* The exercise
List each line in the items below that contains the string "green".

━━━ Available data

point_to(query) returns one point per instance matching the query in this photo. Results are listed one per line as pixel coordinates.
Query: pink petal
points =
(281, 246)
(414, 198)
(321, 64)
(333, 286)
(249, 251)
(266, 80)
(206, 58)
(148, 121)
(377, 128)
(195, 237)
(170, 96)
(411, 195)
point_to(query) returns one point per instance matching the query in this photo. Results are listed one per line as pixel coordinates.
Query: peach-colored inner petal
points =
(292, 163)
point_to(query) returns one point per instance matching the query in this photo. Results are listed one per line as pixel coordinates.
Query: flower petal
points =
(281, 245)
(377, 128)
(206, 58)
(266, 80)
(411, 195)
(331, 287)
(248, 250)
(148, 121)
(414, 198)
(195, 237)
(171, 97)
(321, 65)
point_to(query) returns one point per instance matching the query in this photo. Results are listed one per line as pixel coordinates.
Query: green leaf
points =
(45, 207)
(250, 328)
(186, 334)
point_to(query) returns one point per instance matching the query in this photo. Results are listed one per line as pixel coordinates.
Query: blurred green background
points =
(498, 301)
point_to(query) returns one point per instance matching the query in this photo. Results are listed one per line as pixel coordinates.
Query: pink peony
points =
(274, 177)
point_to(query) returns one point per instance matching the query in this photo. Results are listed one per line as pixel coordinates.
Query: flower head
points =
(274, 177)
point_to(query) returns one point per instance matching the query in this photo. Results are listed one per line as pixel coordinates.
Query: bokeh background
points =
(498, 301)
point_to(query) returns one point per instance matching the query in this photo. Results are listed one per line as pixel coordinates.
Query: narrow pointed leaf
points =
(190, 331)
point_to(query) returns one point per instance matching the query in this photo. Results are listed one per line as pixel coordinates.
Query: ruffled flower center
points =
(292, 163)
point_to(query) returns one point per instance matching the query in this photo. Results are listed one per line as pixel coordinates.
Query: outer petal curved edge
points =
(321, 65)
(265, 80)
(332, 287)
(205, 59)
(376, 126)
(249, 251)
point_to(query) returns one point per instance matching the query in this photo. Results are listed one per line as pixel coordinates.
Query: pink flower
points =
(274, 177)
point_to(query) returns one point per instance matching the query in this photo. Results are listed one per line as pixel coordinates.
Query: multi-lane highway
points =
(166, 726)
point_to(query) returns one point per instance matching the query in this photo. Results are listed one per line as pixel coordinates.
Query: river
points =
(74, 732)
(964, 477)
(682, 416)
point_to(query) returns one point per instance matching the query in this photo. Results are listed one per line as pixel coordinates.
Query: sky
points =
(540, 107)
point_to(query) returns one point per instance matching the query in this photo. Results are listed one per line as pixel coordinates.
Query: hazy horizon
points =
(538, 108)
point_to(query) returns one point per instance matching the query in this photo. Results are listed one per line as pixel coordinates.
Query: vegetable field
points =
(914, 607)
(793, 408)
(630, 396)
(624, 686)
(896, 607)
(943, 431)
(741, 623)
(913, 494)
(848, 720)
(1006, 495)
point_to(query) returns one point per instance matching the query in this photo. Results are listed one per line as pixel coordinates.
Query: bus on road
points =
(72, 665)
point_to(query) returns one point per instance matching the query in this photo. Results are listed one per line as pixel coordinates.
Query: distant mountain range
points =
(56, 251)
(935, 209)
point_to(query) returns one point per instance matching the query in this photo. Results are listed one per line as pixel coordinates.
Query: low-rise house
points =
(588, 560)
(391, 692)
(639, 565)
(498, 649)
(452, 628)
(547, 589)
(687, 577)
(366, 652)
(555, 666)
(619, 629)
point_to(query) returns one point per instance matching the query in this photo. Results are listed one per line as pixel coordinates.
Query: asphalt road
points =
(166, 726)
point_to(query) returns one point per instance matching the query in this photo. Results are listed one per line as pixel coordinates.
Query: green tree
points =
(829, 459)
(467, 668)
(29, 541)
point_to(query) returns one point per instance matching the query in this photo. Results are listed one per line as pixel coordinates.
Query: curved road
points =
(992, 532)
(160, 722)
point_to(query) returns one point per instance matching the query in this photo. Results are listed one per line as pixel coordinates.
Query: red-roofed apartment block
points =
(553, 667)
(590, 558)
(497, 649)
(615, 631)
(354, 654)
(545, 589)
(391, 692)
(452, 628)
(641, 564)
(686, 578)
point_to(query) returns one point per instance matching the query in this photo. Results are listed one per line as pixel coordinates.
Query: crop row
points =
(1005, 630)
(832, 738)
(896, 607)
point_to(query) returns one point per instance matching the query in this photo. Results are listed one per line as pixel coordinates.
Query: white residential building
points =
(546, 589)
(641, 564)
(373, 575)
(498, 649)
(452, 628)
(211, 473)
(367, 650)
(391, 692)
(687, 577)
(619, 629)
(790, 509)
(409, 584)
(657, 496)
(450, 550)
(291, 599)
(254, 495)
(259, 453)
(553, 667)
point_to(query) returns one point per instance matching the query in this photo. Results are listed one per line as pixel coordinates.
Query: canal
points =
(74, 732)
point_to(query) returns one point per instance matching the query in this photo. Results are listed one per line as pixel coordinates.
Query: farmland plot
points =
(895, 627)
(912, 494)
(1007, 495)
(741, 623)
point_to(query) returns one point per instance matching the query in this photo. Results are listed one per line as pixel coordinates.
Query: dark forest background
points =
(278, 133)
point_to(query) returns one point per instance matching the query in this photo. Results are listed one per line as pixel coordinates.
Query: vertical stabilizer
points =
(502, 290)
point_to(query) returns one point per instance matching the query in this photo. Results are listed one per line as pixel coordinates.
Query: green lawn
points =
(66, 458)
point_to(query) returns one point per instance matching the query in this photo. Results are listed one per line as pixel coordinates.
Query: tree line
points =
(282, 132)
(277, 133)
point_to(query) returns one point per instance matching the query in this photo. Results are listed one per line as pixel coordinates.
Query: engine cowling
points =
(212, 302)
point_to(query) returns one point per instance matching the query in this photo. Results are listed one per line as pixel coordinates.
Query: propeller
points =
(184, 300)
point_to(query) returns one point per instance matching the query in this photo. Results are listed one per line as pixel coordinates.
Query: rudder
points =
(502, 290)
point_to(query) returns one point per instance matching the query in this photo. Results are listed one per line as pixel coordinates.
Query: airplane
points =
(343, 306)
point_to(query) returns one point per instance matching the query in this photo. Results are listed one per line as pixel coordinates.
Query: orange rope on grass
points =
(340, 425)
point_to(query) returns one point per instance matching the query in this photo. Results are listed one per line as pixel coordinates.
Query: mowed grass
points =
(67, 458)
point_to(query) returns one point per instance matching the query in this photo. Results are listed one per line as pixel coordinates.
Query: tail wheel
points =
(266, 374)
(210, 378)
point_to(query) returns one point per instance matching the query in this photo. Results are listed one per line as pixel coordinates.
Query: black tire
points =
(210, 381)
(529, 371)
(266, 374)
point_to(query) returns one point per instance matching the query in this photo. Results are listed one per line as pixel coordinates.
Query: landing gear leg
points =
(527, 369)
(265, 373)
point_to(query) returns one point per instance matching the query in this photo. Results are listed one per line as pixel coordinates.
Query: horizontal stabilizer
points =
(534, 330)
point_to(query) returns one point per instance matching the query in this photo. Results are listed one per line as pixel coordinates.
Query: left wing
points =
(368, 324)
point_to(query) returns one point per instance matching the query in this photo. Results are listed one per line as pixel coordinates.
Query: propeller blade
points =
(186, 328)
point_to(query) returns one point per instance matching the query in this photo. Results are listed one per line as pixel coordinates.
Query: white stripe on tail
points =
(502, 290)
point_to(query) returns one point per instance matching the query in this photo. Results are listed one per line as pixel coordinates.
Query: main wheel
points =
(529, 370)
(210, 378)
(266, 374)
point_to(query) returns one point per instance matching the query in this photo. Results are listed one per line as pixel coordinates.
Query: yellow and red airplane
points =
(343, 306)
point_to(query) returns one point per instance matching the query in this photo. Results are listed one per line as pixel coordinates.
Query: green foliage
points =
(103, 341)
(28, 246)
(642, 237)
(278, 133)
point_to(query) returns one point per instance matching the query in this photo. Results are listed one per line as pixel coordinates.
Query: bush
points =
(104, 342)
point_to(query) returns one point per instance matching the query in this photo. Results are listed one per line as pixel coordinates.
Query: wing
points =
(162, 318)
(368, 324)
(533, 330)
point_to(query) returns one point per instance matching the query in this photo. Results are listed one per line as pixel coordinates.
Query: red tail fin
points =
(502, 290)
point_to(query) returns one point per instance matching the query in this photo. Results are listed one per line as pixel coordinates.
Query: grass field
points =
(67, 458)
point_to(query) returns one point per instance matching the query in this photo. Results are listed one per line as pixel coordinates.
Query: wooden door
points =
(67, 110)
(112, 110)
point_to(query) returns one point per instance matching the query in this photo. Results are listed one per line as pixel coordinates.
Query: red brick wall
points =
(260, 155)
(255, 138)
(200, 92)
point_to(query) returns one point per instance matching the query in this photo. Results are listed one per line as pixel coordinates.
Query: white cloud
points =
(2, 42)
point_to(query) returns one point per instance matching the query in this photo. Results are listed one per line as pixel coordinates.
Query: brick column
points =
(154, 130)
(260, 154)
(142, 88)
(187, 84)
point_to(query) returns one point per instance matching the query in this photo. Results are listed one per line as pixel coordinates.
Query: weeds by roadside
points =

━━━━━━

* Output of the exercise
Query: green leaf
Query: blurred green background
Query: green tree
Query: green lawn
Query: green foliage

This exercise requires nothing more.